(Beginning of DATA SHOWN)

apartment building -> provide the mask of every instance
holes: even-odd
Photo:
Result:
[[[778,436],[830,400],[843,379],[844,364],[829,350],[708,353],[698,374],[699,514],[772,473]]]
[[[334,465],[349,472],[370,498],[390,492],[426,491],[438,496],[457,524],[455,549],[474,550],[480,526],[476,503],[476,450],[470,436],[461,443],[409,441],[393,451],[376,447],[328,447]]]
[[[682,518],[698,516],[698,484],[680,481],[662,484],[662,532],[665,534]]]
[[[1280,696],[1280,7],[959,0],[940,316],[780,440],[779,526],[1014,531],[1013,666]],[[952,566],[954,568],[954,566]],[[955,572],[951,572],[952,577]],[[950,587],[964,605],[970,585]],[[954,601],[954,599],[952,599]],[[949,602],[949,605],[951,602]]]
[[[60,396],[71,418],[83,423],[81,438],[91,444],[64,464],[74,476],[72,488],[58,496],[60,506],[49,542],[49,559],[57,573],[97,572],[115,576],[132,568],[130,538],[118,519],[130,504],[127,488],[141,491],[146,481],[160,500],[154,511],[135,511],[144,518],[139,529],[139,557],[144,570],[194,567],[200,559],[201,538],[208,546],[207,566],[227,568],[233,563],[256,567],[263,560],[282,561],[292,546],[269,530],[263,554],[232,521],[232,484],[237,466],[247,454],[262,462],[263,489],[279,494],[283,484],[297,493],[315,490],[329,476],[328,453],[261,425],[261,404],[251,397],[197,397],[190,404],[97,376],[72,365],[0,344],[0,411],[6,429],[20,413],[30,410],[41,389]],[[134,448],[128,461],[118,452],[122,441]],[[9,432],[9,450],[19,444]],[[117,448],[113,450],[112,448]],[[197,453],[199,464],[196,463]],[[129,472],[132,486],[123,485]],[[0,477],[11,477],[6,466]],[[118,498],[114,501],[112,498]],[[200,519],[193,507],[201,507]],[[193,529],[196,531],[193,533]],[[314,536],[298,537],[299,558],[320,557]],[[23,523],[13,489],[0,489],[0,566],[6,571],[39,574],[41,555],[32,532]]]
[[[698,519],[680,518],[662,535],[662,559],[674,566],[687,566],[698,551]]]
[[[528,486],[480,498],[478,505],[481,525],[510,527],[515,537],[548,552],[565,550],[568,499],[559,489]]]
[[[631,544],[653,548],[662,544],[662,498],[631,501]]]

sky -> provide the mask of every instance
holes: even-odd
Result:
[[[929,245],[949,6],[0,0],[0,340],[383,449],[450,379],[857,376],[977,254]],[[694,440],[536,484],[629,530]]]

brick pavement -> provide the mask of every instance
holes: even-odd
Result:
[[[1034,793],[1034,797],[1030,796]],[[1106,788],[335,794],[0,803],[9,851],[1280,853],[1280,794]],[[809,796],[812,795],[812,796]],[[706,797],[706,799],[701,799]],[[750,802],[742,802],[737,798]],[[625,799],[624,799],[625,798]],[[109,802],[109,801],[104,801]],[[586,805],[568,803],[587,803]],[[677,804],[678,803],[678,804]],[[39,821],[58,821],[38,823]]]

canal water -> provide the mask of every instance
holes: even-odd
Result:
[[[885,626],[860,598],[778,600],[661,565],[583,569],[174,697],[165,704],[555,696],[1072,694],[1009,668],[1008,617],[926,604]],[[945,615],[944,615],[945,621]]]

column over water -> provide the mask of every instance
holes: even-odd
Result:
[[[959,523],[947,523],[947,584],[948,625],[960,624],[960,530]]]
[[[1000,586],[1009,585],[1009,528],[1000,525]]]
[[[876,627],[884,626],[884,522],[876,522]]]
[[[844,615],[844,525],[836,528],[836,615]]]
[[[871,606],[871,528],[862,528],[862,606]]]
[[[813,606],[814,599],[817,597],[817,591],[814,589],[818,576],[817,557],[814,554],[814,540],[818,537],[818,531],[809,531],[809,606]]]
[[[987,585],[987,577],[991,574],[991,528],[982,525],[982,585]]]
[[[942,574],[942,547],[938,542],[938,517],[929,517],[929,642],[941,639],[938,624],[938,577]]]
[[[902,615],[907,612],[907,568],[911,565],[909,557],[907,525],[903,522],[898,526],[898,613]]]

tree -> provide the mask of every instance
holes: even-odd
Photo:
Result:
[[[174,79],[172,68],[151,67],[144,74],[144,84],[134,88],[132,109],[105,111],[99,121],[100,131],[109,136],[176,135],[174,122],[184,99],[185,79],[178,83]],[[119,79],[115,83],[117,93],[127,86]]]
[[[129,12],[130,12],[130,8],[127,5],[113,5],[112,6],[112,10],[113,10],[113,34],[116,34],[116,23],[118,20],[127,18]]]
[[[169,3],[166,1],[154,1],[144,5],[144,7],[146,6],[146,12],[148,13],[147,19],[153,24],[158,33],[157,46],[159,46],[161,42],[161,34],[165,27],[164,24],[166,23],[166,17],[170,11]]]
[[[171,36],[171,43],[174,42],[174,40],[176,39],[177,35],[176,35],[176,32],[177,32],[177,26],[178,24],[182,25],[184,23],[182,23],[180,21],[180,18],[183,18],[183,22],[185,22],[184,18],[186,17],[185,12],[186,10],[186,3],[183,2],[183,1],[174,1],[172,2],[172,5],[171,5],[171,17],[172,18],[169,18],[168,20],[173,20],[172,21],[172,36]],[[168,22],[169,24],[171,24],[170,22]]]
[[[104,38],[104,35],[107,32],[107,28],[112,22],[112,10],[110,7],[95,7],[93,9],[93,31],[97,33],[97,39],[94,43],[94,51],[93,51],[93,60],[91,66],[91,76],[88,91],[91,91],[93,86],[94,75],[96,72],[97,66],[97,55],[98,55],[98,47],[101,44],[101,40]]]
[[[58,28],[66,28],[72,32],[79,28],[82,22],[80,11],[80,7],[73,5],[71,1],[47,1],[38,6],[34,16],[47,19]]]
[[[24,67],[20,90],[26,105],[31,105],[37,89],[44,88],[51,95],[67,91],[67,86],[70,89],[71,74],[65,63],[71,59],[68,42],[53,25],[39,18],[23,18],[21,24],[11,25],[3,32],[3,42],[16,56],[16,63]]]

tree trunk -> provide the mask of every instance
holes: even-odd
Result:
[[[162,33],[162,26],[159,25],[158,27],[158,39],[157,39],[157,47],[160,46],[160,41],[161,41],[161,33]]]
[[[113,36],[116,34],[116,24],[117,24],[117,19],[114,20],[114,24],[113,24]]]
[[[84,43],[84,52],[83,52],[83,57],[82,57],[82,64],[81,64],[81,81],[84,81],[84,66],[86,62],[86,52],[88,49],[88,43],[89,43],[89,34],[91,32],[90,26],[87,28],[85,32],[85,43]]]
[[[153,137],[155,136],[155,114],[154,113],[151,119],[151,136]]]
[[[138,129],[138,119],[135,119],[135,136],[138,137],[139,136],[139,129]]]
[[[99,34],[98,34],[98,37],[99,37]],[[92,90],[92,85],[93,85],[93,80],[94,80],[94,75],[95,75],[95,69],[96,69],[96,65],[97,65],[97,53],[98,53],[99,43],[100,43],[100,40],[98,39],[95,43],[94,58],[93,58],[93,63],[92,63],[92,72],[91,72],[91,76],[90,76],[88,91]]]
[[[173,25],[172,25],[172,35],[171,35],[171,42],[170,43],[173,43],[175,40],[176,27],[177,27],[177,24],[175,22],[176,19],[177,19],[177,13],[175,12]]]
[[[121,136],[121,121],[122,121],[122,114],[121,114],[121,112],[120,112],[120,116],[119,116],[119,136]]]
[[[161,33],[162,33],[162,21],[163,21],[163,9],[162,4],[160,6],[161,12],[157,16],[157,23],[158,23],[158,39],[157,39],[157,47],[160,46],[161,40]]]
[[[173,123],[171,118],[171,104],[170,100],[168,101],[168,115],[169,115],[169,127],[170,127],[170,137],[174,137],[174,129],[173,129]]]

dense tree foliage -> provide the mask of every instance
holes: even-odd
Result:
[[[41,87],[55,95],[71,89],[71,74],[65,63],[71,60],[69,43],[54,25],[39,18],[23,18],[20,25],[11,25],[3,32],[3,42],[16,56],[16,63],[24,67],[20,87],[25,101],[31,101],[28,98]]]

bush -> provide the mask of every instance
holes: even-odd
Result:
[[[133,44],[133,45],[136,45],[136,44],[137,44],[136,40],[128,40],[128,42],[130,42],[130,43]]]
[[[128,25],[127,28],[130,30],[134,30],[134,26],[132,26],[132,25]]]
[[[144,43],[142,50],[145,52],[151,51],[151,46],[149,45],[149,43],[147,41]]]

(End of DATA SHOWN)

◆ ACTIVITY: Report how many lines in these entries contain "tree". Answer with the number only.

◆ SOLUTION: 3